## START Extract

Premiere Elements 4 — Rendering speeds always depend on raw processing power, fast RAM and a fast hard drive. If you're not already running at least an intermediate class of Intel Core2Duo processor and 2GB of RAM, then you're not really ready for a pleasant and creative video editing experience with Premiere Elements 4. Core2 Quad processors and additional RAM work even better. This is not strictly a Premiere Elements 4 issue because video editing is inherently processor and RAM-intensive. Digital video editing and production is inherently unintuitive largely because the craft and techniques have evolved from programmers, videographers, engineers and many other talented people who remain very difficult to understand because none of them use a normal vocabulary. The consequence is simply that video editing software, much more so than photo editing software, has incorporated its very own unique and obscure set of creative concepts. What's a timeline? What's a sceneline? Why don't all the items you're currently using in the Organizer area automatically appear in the Project area? Why, after adding a clip using Get Media, does that clip replace everything in Organizer until you click Show All? Just more reasons why it's important to read the manual or buy a third-party book on Premiere Elements 4 and do a tutorial or two. Once you get the hang of it, life is good again. Several features did not work as expected. For example, dragging a clip from the Organizer to the Stop Motion window resulted in nothing at all and we tried a variety of clips in different formats to no avail. However, as soon as we plugged in a capture device (our Sony HD cam), clip capture as well as drag & drop from the Organizer worked perfectly in the Stop Motion dialog. We were unable to trace the cause for occasionally jerky preview playback, although we have to also note that no such problems were rendered or otherwise appeared in any productions. Logical workflow is not apparent to new users until they've read some of the workspace descriptions in the printed manual. The printed manual, monstrous in size compared to the little Photoshop Elements 6 booklet, does not contain a step-by-step tutorial to help guide new users through the software. No context sensitive online help.

## END Extract

- Stated goal -
What processor and amount of RAM does the Premiere Elements 4 review say a user should have at minimum for a pleasant video editing experience? Rely solely on the review text for what comes next.

## START Data extract

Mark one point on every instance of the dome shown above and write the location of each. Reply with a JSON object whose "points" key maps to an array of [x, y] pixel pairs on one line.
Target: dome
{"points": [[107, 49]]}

## END Data extract

- Answer below -
At least an intermediate class of Intel Core2Duo processor and 2GB of RAM.